#### Problem requirements:
Please copy the lines below word for word, from the line containing "Please complete this annotation. The target class is evergreen" through the final line of the entries, both included.

#### Saved entries:
* START *
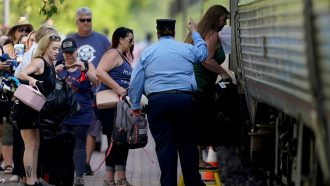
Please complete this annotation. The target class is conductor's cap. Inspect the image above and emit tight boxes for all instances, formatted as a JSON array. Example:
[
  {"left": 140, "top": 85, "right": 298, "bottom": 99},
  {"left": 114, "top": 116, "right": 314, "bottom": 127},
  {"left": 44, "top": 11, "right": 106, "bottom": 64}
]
[{"left": 156, "top": 19, "right": 176, "bottom": 30}]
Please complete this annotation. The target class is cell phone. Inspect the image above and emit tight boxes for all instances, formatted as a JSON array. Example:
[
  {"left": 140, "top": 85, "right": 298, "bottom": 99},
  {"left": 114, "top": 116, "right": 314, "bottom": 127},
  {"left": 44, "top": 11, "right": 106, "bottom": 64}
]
[{"left": 6, "top": 59, "right": 14, "bottom": 65}]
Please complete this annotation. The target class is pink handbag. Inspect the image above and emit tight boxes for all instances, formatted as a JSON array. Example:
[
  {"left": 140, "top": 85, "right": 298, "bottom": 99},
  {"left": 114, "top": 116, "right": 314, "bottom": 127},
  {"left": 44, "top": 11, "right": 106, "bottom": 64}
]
[
  {"left": 14, "top": 84, "right": 46, "bottom": 112},
  {"left": 96, "top": 89, "right": 119, "bottom": 109}
]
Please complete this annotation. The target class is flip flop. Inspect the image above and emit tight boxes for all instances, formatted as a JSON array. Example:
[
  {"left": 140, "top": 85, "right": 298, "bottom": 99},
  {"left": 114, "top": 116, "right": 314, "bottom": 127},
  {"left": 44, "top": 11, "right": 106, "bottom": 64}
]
[{"left": 4, "top": 165, "right": 13, "bottom": 174}]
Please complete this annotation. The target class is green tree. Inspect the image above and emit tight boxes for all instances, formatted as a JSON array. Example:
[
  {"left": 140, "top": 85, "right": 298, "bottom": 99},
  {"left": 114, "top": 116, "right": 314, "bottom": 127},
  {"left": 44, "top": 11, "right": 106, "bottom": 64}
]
[{"left": 0, "top": 0, "right": 170, "bottom": 40}]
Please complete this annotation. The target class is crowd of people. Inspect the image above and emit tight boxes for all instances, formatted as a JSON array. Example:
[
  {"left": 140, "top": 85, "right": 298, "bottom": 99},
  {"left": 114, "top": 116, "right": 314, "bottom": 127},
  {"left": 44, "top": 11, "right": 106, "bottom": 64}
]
[{"left": 0, "top": 5, "right": 230, "bottom": 186}]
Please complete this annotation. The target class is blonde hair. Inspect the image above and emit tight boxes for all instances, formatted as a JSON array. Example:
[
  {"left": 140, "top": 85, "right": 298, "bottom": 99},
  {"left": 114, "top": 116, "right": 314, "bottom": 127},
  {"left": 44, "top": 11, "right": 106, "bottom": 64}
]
[
  {"left": 185, "top": 5, "right": 229, "bottom": 44},
  {"left": 33, "top": 34, "right": 61, "bottom": 58}
]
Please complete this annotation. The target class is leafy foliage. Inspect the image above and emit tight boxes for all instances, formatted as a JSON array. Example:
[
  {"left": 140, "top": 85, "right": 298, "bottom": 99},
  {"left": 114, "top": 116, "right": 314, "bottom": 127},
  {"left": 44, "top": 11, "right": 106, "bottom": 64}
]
[
  {"left": 0, "top": 0, "right": 170, "bottom": 41},
  {"left": 40, "top": 0, "right": 64, "bottom": 20}
]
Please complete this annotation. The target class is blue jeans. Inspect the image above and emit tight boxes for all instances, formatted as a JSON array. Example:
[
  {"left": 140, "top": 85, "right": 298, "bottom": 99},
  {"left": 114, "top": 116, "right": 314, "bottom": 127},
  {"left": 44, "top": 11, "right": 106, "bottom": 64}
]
[
  {"left": 62, "top": 125, "right": 89, "bottom": 177},
  {"left": 147, "top": 93, "right": 205, "bottom": 186}
]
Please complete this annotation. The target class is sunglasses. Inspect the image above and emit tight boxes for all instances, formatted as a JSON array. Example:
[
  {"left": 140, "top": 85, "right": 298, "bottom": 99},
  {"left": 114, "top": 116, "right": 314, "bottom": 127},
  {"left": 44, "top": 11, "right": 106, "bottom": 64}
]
[
  {"left": 126, "top": 37, "right": 134, "bottom": 43},
  {"left": 18, "top": 27, "right": 29, "bottom": 33},
  {"left": 79, "top": 18, "right": 92, "bottom": 23},
  {"left": 63, "top": 64, "right": 80, "bottom": 70},
  {"left": 49, "top": 35, "right": 61, "bottom": 41}
]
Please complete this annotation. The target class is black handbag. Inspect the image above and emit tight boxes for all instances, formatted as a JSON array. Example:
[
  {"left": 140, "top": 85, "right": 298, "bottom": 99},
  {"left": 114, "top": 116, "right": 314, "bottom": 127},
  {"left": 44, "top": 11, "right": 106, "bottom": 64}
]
[
  {"left": 40, "top": 79, "right": 79, "bottom": 130},
  {"left": 192, "top": 81, "right": 240, "bottom": 146}
]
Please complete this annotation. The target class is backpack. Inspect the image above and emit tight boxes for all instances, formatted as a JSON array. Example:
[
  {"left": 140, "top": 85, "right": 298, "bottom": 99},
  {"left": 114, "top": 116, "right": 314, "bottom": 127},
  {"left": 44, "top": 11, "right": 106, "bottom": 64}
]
[{"left": 112, "top": 100, "right": 148, "bottom": 149}]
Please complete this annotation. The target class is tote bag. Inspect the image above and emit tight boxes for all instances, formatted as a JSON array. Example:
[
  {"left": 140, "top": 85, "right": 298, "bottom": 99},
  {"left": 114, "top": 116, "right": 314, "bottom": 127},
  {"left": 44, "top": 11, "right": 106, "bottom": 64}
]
[
  {"left": 96, "top": 89, "right": 119, "bottom": 109},
  {"left": 14, "top": 84, "right": 46, "bottom": 112}
]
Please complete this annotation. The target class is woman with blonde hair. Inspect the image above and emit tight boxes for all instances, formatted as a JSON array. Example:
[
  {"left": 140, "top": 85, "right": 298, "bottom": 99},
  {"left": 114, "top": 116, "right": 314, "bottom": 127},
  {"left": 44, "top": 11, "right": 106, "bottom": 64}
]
[
  {"left": 17, "top": 34, "right": 61, "bottom": 186},
  {"left": 185, "top": 5, "right": 230, "bottom": 168}
]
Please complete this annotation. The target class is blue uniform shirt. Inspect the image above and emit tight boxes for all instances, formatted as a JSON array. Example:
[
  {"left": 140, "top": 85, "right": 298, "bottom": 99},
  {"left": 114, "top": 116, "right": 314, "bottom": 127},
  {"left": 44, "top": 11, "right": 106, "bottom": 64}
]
[{"left": 128, "top": 32, "right": 207, "bottom": 110}]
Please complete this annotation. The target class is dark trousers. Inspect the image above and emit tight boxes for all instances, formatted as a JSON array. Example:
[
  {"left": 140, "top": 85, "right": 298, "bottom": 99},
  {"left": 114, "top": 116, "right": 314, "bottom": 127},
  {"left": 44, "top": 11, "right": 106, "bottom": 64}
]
[
  {"left": 12, "top": 127, "right": 25, "bottom": 177},
  {"left": 147, "top": 93, "right": 205, "bottom": 186}
]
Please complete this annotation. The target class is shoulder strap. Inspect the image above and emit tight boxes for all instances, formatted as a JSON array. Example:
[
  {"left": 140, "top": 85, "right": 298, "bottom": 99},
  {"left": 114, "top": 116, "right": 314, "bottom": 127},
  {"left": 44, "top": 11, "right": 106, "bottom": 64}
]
[{"left": 81, "top": 59, "right": 88, "bottom": 70}]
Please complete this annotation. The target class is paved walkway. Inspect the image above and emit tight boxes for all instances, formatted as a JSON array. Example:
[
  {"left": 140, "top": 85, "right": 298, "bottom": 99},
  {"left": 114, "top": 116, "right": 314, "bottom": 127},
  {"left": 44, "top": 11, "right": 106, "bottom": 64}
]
[{"left": 0, "top": 131, "right": 181, "bottom": 186}]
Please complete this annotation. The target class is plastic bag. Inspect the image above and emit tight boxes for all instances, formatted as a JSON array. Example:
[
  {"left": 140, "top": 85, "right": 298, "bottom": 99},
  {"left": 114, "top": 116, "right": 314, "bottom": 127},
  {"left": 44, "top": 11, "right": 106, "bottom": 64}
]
[{"left": 112, "top": 100, "right": 148, "bottom": 149}]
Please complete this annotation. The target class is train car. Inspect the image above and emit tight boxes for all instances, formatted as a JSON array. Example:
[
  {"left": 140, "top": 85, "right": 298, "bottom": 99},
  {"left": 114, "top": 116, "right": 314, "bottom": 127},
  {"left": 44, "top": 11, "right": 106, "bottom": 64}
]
[{"left": 230, "top": 0, "right": 330, "bottom": 185}]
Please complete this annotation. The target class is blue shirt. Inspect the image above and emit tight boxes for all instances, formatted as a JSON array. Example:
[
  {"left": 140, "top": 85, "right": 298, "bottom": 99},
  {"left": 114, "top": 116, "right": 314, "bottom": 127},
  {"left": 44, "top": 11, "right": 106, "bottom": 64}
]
[{"left": 128, "top": 32, "right": 207, "bottom": 110}]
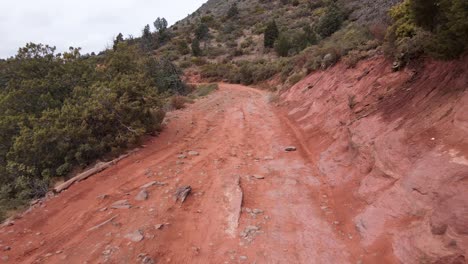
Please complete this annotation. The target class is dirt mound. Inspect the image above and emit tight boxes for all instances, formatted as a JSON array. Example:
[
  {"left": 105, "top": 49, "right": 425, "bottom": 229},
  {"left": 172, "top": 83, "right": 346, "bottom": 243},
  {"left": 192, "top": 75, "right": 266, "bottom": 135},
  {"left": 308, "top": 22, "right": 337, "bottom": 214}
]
[
  {"left": 282, "top": 58, "right": 468, "bottom": 263},
  {"left": 0, "top": 85, "right": 356, "bottom": 264}
]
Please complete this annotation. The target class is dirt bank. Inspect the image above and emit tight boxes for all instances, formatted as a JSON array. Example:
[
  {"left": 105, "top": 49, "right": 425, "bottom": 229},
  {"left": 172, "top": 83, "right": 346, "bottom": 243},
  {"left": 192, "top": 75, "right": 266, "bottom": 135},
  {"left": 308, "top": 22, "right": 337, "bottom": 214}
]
[
  {"left": 281, "top": 58, "right": 468, "bottom": 263},
  {"left": 0, "top": 84, "right": 366, "bottom": 263}
]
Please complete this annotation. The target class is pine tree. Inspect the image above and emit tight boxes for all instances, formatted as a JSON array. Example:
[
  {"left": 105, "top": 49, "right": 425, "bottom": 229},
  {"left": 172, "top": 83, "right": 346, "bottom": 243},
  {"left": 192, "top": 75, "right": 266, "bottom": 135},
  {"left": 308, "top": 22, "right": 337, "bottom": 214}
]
[
  {"left": 263, "top": 20, "right": 279, "bottom": 48},
  {"left": 226, "top": 3, "right": 239, "bottom": 18},
  {"left": 112, "top": 33, "right": 124, "bottom": 51},
  {"left": 275, "top": 34, "right": 291, "bottom": 57},
  {"left": 195, "top": 23, "right": 210, "bottom": 40},
  {"left": 141, "top": 25, "right": 154, "bottom": 51},
  {"left": 192, "top": 38, "right": 202, "bottom": 57},
  {"left": 410, "top": 0, "right": 439, "bottom": 31}
]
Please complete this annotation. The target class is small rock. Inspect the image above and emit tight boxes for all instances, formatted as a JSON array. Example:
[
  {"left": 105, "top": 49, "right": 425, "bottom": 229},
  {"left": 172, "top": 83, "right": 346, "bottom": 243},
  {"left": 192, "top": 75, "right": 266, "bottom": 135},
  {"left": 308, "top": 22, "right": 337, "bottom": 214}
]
[
  {"left": 252, "top": 209, "right": 263, "bottom": 214},
  {"left": 140, "top": 181, "right": 166, "bottom": 189},
  {"left": 97, "top": 194, "right": 109, "bottom": 200},
  {"left": 174, "top": 186, "right": 192, "bottom": 203},
  {"left": 125, "top": 230, "right": 144, "bottom": 242},
  {"left": 192, "top": 247, "right": 200, "bottom": 255},
  {"left": 284, "top": 146, "right": 297, "bottom": 152},
  {"left": 187, "top": 150, "right": 200, "bottom": 157},
  {"left": 111, "top": 200, "right": 132, "bottom": 209},
  {"left": 138, "top": 253, "right": 155, "bottom": 264},
  {"left": 2, "top": 220, "right": 15, "bottom": 226},
  {"left": 29, "top": 199, "right": 41, "bottom": 206},
  {"left": 135, "top": 190, "right": 148, "bottom": 201}
]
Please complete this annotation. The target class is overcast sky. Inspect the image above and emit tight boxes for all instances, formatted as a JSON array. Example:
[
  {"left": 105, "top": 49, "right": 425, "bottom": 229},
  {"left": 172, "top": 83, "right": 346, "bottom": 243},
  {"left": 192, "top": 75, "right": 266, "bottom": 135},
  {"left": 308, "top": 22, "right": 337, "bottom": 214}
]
[{"left": 0, "top": 0, "right": 206, "bottom": 58}]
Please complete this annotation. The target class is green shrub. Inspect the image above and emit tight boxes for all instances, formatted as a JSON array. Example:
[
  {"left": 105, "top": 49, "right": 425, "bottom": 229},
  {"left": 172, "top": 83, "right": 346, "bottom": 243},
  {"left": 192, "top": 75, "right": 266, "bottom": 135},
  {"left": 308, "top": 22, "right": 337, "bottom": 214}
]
[
  {"left": 385, "top": 0, "right": 468, "bottom": 60},
  {"left": 316, "top": 3, "right": 344, "bottom": 38},
  {"left": 192, "top": 83, "right": 218, "bottom": 97},
  {"left": 0, "top": 42, "right": 185, "bottom": 218}
]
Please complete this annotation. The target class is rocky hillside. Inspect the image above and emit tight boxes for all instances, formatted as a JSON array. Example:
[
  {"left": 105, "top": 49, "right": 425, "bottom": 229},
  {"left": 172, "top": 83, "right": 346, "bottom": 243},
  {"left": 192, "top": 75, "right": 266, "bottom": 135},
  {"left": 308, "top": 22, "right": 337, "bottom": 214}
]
[{"left": 281, "top": 57, "right": 468, "bottom": 263}]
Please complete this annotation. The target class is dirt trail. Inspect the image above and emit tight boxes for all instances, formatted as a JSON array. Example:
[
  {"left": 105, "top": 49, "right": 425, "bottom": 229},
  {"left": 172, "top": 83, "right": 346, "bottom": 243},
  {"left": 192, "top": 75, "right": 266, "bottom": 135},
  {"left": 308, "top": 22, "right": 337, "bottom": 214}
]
[{"left": 0, "top": 84, "right": 372, "bottom": 263}]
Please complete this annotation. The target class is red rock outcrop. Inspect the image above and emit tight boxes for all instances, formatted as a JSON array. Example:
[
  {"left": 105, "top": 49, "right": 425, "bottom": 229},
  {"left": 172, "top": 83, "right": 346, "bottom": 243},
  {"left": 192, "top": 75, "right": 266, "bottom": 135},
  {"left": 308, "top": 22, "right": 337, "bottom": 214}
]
[{"left": 281, "top": 57, "right": 468, "bottom": 263}]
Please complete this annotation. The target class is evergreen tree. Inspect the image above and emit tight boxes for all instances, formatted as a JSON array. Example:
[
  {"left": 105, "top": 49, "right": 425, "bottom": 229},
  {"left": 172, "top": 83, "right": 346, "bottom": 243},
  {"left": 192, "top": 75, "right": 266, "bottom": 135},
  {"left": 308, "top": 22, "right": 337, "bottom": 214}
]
* END *
#### Expected answer:
Please complete this annotation. The target class is evergreen tree. Inspect the image above and emit tight boxes for all instances, formatted as a JSON array. Example:
[
  {"left": 105, "top": 49, "right": 425, "bottom": 229},
  {"left": 172, "top": 83, "right": 346, "bottom": 243},
  {"left": 192, "top": 75, "right": 266, "bottom": 135},
  {"left": 308, "top": 22, "right": 337, "bottom": 214}
]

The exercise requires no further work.